COMPITI RICHIESTI:
#1 Quale articolo della Costituzione cita il brano sulla fabbrica abbandonata?
#2 Riassumi in due frasi il brano sulla fabbrica abbandonata.

BRANO DEL DOCUMENTO:
I sogni non si sequestrano, si colorano
Pubblicato il 15 nov 2013
Pensate ad una fabbrica ed immaginate che i padroni, per mero calcolo di profitto, la chiudano per portare la produzione laddove il lavoro “costa” meno. La fabbrica diventa scheletro, vuoto, ciò che un tempo produceva, grazie alla vita di chi vi lavorava, spento, chiuso. Ma lo scheletro, grigio e chiuso un giorno viene liberato e ridato alla vita da chi crede in un altro mondo possibile. Pensate che ora la proprietà recrimini ciò che ha abbandonato, magari perché il ritorno in vita potrebbe impedire una bella speculazione edilizia, una messa a bilancio di un plusvalore. Realizzate una sentenza del tribunale che impone il sequestro di quest’area ed il silenzio assordante di una giunta che ha nei cassetti la richiesta di sua variante urbanistica (residential, of course!), alla faccia dell’art.41 della Costituzione.

ESTRATTI DEL DATASET:
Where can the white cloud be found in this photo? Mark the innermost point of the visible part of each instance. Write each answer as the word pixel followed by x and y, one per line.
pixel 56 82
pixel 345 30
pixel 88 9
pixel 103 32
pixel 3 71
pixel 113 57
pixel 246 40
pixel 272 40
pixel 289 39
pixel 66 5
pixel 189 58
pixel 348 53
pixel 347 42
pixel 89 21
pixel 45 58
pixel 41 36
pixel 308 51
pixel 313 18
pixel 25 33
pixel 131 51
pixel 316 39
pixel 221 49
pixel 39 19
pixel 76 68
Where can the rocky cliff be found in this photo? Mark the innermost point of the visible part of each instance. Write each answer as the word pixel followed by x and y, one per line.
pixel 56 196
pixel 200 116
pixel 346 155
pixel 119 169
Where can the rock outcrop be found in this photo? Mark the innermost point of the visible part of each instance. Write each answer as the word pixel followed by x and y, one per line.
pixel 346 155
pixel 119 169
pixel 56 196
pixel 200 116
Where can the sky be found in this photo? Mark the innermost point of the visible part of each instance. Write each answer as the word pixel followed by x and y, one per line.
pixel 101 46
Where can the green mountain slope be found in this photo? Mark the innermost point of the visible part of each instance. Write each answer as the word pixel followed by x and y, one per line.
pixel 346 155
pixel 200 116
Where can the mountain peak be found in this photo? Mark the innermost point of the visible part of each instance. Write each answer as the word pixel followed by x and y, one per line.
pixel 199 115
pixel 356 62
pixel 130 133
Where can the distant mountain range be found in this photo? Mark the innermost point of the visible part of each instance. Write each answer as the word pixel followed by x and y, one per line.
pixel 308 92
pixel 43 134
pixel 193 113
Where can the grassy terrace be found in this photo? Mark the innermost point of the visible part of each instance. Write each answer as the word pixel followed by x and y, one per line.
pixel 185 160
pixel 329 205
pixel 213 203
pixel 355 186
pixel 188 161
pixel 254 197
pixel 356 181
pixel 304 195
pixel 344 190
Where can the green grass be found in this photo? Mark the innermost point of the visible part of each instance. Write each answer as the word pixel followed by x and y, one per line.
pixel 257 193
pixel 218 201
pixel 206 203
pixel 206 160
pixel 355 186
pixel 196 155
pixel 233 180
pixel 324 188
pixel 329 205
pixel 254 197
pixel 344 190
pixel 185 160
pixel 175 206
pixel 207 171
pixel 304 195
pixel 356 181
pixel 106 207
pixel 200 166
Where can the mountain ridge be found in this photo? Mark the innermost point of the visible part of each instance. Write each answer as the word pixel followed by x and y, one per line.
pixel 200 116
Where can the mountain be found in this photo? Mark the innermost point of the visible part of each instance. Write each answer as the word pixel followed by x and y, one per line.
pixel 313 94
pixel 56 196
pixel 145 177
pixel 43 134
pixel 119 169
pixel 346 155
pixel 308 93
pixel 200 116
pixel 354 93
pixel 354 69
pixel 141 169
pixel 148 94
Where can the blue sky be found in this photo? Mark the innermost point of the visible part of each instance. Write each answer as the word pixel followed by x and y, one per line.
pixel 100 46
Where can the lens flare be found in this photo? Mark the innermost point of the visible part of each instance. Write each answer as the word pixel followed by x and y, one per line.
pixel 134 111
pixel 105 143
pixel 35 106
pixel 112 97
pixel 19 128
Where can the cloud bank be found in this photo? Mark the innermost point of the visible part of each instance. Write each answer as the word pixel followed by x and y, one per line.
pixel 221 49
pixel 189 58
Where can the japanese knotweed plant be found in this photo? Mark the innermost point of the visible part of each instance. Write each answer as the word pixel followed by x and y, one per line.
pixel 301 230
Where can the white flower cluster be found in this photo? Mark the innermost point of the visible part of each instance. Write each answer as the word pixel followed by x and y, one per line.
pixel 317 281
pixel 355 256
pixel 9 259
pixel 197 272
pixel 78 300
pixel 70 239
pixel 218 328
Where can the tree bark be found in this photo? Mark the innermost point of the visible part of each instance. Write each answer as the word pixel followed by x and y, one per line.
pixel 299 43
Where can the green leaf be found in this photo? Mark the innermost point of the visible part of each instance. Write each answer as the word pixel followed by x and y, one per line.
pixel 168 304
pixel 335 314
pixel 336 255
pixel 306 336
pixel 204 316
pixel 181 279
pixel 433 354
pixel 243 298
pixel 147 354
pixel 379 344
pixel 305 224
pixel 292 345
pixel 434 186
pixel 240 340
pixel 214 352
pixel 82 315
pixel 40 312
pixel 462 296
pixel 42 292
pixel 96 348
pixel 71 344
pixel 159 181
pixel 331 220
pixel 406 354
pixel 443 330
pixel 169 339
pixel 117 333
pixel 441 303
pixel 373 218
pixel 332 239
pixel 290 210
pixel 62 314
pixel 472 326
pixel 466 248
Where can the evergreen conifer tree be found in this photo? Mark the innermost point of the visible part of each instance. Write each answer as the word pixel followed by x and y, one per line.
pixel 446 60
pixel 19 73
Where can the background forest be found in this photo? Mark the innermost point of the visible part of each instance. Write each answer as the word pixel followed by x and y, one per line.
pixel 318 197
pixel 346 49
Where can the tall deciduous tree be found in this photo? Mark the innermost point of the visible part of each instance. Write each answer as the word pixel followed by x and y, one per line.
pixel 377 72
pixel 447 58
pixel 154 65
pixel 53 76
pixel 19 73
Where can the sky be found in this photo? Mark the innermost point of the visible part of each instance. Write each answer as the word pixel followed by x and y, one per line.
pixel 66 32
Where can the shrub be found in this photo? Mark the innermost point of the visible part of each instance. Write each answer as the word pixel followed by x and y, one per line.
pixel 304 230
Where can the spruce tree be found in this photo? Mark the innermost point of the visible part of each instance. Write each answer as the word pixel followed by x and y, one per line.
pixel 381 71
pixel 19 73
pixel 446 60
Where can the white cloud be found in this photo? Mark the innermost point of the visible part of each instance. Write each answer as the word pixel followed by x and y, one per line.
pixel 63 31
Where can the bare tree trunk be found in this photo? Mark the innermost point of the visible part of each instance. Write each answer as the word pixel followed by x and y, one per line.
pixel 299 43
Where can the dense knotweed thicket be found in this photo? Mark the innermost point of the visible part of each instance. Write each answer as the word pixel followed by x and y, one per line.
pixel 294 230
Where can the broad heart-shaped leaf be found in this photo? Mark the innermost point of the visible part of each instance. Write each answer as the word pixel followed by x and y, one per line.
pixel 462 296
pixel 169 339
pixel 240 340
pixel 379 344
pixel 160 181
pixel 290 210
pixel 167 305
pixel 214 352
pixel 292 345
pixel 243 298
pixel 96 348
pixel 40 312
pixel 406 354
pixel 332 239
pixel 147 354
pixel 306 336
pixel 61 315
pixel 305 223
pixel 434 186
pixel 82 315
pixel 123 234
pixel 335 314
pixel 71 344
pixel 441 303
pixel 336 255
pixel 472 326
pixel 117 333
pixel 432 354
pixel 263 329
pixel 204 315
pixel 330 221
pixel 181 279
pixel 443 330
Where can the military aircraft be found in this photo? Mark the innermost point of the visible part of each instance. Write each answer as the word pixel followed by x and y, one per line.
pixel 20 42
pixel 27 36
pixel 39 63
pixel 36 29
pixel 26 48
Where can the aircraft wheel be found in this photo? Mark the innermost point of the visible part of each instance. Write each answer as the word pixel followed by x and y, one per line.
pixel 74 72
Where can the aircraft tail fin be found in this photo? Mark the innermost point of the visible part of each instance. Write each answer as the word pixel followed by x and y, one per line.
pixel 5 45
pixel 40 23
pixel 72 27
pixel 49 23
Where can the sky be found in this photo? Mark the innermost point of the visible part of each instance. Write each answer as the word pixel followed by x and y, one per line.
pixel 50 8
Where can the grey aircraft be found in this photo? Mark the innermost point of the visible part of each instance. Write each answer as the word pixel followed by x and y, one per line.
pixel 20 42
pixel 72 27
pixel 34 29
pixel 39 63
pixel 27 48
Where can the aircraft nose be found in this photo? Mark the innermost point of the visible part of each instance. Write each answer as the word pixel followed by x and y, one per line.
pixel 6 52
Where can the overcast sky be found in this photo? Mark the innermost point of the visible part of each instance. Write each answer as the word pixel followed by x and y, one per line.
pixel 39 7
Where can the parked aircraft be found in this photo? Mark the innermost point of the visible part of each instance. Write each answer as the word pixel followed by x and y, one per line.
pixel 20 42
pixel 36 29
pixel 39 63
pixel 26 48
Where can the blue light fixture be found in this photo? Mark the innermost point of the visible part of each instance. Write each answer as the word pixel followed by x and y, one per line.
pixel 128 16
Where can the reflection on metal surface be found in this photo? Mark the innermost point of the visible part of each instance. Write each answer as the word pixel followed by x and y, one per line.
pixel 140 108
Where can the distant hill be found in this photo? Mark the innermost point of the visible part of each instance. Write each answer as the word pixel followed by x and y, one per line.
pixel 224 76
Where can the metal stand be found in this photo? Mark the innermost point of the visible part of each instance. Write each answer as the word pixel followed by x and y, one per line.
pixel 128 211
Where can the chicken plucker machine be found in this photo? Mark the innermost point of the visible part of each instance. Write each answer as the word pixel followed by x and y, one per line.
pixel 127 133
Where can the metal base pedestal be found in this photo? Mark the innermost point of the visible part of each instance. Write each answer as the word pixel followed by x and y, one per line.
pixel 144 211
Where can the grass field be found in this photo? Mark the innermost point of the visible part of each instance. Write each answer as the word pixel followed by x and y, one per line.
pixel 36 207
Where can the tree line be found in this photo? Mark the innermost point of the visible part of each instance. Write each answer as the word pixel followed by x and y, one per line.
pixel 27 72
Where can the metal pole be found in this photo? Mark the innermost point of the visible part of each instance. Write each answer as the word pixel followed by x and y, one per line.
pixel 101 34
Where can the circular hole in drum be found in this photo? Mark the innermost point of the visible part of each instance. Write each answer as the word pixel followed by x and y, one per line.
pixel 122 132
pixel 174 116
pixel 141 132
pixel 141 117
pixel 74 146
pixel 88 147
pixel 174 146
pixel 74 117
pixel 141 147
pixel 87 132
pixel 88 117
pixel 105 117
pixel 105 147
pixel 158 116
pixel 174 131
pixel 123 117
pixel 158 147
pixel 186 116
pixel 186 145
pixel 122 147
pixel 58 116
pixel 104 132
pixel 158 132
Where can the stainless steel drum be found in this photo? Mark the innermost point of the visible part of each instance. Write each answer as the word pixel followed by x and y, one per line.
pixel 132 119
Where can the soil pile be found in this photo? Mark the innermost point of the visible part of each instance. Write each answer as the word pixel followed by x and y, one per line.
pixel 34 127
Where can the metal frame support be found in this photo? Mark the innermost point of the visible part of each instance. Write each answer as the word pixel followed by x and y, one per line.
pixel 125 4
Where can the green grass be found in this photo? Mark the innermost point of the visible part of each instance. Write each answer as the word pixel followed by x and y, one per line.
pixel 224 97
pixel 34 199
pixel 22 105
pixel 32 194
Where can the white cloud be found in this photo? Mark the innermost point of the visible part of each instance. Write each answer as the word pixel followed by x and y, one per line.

LE SOLUZIONI:
#1 L'articolo 41.

#2 Il brano invita a immaginare una fabbrica chiusa dai padroni per portare la produzione dove il lavoro costa meno, ridotta a uno scheletro vuoto e poi liberata e riportata alla vita da chi crede in un altro mondo possibile. Descrive poi la proprietà che reclama ciò che ha abbandonato, forse per una speculazione edilizia, una sentenza del tribunale che impone il sequestro dell'area e il silenzio di una giunta che ha nei cassetti una richiesta di variante urbanistica, alla faccia dell'art. 41 della Costituzione.